> 課題:
1/ 抜粋の「【課題を解決するための手段】」以降で、提供されるとされているものをすべて挙げてください。
2/ 抜粋によると、本発明はなぜユーザーが意図する点灯パターンを選択しやすくすることを目的としているのか。1〜3文で説明すること。

> 抜粋:
-.-.-

そのため、仮に、車両の灯火器の点灯パターンをカスタムできるようにしても、ユーザーが意図する効果を得られないおそれがある。
本発明は、上述した事情に鑑みてなされたものであり、ユーザーが意図する点灯パターンを選択しやすくすることを目的とする。
【課題を解決するための手段】
【0005】
車両が備える灯火器の点灯パターンの変更指示を入力する指示入力部と、前記変更指示に基づいて前記点灯パターンを変更する点灯制御部と、前記点灯パターンの他ユーザーの利用度に関連する情報を含む、前記点灯パターンの相対評価を特定する処理を実行する対評価特定部と、特定した前記相対評価を出力する出力部と、を備える灯火器制御システムを提供する。
車両が備える灯火器の点灯パターンを評価する評価システムであって、前記車両の点灯パターンを取得する手段と、前記点灯パターンの他ユーザーの利用度に関連する情報を含む、前記点灯パターンの相対評価を特定する手段と、を備える評価システムを提供する。
車両が備える灯火器の点灯パターンを評価する評価方法であって、前記車両の点灯パターンを取得するステップと、前記点灯パターンの他ユーザーの利用度に関連する情報を含む、前記点灯パターンの相対評価を特定するステップと、を備える評価方法を提供する。
情報処理装置を利用して、車両が備える灯火器の点灯パターンを評価するためのプログラムであって、前記車両の点灯パターンを取得するステップと、前記点灯パターンの他ユーザーの利用度に関連する情報を含む、前記点灯パターンの相対評価を特定するステップと、を実行するプログラムを提供する。

-.-.-

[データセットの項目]
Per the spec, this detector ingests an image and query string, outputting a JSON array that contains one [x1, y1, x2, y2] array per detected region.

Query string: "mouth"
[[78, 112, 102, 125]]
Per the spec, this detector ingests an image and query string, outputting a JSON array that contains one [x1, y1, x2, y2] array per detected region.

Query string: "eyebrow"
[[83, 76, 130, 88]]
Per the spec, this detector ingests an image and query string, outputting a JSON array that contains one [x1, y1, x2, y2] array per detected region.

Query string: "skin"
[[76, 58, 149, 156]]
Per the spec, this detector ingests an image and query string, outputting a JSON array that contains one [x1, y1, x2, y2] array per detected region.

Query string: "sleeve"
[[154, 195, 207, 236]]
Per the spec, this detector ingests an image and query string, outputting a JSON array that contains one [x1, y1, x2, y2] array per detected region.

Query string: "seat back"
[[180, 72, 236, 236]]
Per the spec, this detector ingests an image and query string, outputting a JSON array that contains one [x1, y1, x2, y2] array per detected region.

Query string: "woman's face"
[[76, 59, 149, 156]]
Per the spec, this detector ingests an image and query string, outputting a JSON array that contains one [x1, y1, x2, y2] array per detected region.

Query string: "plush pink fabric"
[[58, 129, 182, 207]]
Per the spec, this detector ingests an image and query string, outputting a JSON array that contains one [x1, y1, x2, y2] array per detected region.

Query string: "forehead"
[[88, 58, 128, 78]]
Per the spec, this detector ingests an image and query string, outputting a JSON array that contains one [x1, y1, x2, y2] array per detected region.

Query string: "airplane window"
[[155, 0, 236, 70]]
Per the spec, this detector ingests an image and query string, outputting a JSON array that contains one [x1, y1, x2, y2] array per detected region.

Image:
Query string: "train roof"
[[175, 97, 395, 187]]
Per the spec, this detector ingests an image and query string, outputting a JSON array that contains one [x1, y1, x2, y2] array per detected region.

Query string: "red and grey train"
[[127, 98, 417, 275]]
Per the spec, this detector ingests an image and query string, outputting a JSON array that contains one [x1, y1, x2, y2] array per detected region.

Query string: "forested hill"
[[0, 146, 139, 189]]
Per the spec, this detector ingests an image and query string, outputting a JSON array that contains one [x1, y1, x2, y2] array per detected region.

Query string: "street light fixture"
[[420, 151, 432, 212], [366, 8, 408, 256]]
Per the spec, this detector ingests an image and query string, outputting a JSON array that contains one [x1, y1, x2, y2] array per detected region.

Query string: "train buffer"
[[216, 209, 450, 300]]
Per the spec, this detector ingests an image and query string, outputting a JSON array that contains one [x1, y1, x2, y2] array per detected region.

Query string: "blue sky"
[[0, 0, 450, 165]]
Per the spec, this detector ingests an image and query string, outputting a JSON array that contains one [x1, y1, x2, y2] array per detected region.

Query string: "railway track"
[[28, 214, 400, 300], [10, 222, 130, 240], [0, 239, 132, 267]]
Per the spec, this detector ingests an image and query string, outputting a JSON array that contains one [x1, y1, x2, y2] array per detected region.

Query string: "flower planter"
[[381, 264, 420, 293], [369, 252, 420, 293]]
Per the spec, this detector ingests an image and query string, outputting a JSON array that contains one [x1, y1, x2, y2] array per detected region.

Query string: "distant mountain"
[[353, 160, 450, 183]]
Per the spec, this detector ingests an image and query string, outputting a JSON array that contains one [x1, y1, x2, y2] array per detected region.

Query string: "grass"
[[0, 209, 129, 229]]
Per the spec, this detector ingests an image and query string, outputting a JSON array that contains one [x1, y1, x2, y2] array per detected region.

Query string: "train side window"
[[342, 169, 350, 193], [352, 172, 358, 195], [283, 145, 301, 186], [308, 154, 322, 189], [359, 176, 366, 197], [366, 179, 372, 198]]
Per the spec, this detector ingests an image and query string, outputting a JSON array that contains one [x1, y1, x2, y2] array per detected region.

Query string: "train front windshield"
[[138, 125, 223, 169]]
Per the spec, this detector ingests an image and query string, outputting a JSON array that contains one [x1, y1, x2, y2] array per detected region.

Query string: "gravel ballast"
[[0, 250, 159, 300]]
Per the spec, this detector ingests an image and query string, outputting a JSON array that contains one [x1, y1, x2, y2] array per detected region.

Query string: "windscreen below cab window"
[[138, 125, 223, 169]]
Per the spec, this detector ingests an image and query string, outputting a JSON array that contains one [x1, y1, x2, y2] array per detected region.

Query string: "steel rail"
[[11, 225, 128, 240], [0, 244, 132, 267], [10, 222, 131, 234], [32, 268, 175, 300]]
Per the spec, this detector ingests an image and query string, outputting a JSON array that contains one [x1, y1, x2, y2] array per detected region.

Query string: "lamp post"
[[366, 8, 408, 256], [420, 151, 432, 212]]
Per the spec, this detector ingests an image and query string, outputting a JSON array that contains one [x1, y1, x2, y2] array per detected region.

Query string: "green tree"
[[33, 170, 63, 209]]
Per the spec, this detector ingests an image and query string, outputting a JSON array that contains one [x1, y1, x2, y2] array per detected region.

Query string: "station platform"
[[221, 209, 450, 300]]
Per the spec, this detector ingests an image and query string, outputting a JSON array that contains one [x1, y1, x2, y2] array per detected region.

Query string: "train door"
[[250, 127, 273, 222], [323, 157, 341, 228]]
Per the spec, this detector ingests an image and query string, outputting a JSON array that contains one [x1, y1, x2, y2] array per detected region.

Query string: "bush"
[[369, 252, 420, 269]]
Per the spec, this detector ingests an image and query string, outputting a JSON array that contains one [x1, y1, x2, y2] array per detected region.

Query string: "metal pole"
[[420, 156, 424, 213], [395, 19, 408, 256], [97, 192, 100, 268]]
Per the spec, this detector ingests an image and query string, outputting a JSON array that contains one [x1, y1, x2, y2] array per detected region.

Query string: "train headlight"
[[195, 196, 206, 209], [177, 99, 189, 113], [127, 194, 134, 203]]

-.-.-

> 解答:
1/ 灯火器制御システム、評価システム、評価方法、プログラム

2/ 車両の灯火器の点灯パターンをカスタムできるようにしても、ユーザーが意図する効果を得られないおそれがあるためである。本発明はこの事情を踏まえ、ユーザーが意図する点灯パターンを選択しやすくすることを目的としている。